>> Start DATA LISTING

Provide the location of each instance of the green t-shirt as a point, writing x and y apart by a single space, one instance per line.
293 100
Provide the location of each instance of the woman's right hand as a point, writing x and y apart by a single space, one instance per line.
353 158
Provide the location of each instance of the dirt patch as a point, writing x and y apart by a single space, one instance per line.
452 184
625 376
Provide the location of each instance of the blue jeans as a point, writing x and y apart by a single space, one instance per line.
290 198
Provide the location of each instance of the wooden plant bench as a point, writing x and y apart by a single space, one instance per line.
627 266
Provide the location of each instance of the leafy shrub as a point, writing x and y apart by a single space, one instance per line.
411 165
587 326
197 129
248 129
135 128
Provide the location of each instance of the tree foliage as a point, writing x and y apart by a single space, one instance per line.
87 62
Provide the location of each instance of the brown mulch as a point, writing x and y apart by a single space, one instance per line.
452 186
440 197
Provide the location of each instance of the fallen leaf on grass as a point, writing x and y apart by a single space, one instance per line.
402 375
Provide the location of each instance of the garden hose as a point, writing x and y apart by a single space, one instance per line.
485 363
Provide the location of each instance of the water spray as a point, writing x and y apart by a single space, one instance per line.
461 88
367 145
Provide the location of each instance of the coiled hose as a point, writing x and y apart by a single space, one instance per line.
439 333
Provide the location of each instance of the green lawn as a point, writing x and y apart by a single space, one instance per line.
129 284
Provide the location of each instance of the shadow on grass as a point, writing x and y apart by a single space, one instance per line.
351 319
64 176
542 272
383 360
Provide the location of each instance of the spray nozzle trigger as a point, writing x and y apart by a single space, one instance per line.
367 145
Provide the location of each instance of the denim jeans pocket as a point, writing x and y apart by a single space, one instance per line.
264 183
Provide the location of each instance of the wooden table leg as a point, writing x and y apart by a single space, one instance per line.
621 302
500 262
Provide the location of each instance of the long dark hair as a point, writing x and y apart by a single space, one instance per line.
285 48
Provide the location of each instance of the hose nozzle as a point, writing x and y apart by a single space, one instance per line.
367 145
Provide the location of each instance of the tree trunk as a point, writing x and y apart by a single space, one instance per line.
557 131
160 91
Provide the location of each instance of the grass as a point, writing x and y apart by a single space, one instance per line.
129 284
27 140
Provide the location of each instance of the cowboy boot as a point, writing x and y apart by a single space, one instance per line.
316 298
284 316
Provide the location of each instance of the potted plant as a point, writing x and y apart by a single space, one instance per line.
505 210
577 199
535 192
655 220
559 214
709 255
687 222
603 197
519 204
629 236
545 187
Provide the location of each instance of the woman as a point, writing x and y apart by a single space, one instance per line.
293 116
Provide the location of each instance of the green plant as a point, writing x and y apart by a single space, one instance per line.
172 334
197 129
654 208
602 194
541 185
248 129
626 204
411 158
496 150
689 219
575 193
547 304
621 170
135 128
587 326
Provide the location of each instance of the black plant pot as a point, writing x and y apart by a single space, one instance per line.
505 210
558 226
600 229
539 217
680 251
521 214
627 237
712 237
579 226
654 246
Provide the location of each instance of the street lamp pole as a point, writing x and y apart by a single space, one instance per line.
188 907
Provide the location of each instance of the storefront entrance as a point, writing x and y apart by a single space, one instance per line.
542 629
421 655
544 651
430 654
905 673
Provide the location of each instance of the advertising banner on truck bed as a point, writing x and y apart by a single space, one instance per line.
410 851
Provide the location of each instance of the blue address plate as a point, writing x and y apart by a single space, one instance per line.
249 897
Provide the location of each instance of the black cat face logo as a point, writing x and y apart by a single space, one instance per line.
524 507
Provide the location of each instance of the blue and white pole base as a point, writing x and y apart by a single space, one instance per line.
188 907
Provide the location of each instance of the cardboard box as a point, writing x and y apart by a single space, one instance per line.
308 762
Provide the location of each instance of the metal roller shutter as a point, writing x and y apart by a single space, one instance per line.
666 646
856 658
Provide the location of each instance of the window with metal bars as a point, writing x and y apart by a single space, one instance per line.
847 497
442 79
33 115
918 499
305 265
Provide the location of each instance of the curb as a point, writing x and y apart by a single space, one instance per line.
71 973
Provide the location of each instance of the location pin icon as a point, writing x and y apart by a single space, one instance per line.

>> End DATA LISTING

### TASK BRIEF:
Write out only the final block of lines, starting at the line with "Provide the location of each instance of the metal" and running to the end of the material.

### RESULT OF THIS EXERCISE:
Provide the location of each instance of the metal roller shutter as a point, writing x and y apart by a single space, one instance per line.
666 646
856 658
Provide the location of each instance of the window with metal bars as a point, writing x and y apart by a single space, one instance per line.
847 497
442 79
33 115
918 499
305 265
Provide the location of each instance of the curb as a point, writing x and y apart by a single space, one instance per line.
71 973
Provide the location of each instance of the location pin icon as a point, writing x and y apart by a single space, one instance per line.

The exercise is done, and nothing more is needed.